___ Exercise inputs ___
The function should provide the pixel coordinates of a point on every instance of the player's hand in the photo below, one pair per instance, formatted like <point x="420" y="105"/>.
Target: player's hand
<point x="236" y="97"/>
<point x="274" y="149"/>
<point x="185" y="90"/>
___
■ **Prompt**: Return the entries in full, keeping every line exactly as it is.

■ **Output**:
The function should provide the pixel coordinates of a point on every instance of the player's hand in the photo below, one pair per instance, formatted like <point x="420" y="105"/>.
Target: player's hand
<point x="236" y="97"/>
<point x="274" y="149"/>
<point x="185" y="90"/>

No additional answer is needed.